- SUPPLIED TEXT -
>>>

Predator-free 2050 - mainly a people problem

Dr Wayne Linklater explains why it's people, not pests, who represent the biggest challenge with the Government's plan to make New Zealand predator-free.

possum

The Government has announced plans to form a joint-venture company to spearhead pest eradication efforts and exterminate all rats, stoats and possums in New Zealand by 2050.

You would think, reading this, and subsequent commentary by conservationists, that Aotearoa was already people-free too. But we are not, of course. Most of our island nation is populated—urban and farmed landscapes where introduced predators also like to live.

Remarkable gains have been made in developing the techniques and tools to eradicate pests from increasingly large and remote areas: Campbell Island and the current eradication of mice from the Antipodes Islands being good examples.

And progress is accelerating thanks to advances in biological understanding over the last four decades by universities, research institutes and private business. Critical too will be the impending landslide of new technologies, some of which are already developed, for more effective and economical pest control. New self-resetting traps, advanced lures and poisons, ingenious remote monitoring technologies, and more besides, promise to make it possible for large swathes of the New Zealand landscape to be predator-free.

The government model proposed is also timely. Several examples, like the NEXT Foundation-funded Zero Invasive Predators efforts on the Bottle Rock Peninsula, Queen Charlotte Sound, have proven that it can work, albeit for the moment at small scales.

But the places these success stories come from are places where people do not live or at least not in significant number. And a predator-free 2050 will require eradicating predators from peoples’ farms and backyards, and preventing people from inadvertently or intentionally re-introducing them.

Increasingly, as recent efforts to make Stewart Island predator-free or neighbourhoods cat-free have found, the greatest challenge is not how to kill predators and defend landscapes from animal reinvasion. The most difficult problem is how to convince people that this is a worthwhile goal and to cooperate in it. That requires changing peoples’ thinking and behaviour – a Herculean task.

It is common for conservationists to assume that their values are in the majority but this is not true. The zealot’s naiveté that just because they believe so passionately in conservation that everyone else must do to, or could easily be convinced to, is all too common. In reality, most people don’t care about conservation or, at least, they care much less about conservation than they care about other things. And, of course inevitably, some of those things that are important to them will conflict with the values and aspirations of conservationists.

<<<

- WORK ITEM A -
In the predator-free 2050 article, rewrite the passage from "Remarkable gains have" to "to be predator-free.", changing "four decades" to "forty years".
- WORK ITEM B -
Answer these questions using the predator-free 2050 article:
(i) Which three animals does the Government plan to exterminate in New Zealand by 2050?
(ii) Where are the NEXT Foundation-funded Zero Invasive Predators efforts taking place?
(iii) From which islands are mice currently being eradicated?
- WORK ITEM C -
Carry the predator-free 2050 article on past its final sentence.

[Extracted records]
>>>

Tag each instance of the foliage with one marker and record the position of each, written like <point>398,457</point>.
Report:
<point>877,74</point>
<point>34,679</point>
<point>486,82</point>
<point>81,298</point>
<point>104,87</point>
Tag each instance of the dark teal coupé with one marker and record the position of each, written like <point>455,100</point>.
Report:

<<<

- YOUR RESPONSE A -
Remarkable gains have been made in developing the techniques and tools to eradicate pests from increasingly large and remote areas: Campbell Island and the current eradication of mice from the Antipodes Islands being good examples.

And progress is accelerating thanks to advances in biological understanding over the last forty years by universities, research institutes and private business. Critical too will be the impending landslide of new technologies, some of which are already developed, for more effective and economical pest control. New self-resetting traps, advanced lures and poisons, ingenious remote monitoring technologies, and more besides, promise to make it possible for large swathes of the New Zealand landscape to be predator-free.

- YOUR RESPONSE B -
(i) Rats, stoats and possums.
(ii) On the Bottle Rock Peninsula, Queen Charlotte Sound.
(iii) The Antipodes Islands.

- YOUR RESPONSE C -
Aotearoa is a diverse community. We are a nation of people with divergent values, beliefs and behaviours, even when it comes to the environment and conservation. Some people will want to trade in possum fur. Some will want to keep a cat. Some rats will be considered taonga. Some will want to hunt exotic wildlife and some don’t like killing - period. And all these people will also be the neighbours of others who want to kill rats, cats and possums. It’s the classic recipe for environmental conflict.

The conservation community of policy-makers, practitioners and researchers are largely unprepared for this societal challenge. I doubt the government received much advice from them with regard the human dimensions of the predator-free aspiration. The ranks of social scientists in conservation organisations are transparently thin, although they will be the most critical to a predator-free New Zealand by 2050. It is not biologists and technologists that are now most needed to reach the predator-free goal, but people trained in the social sciences.

And, by social sciences, I do not mean the legions of marketing and communications experts. Even the best media and marketing campaign changes the thinking and behaviour of only a fraction of the population and, most often, only the already receptive. No, instead I mean people trained in the social sciences—psychologists, sociologists and anthropologists who know the science of how to engage with people and communities to build consensus, support and change human behaviour.

Predator-free 2050 is a tremendous goal. Our nation can do it. But we are naïve to think that conservation and conservationists are ready for the real and largest challenge that is yet to come and which no amount of biological or technological expertise can solve—the people problem.

Dr Wayne Linklater is Associate Professor of Conservation Science and Director of the Centre for Biodiversity and Restoration Ecology at Victoria University.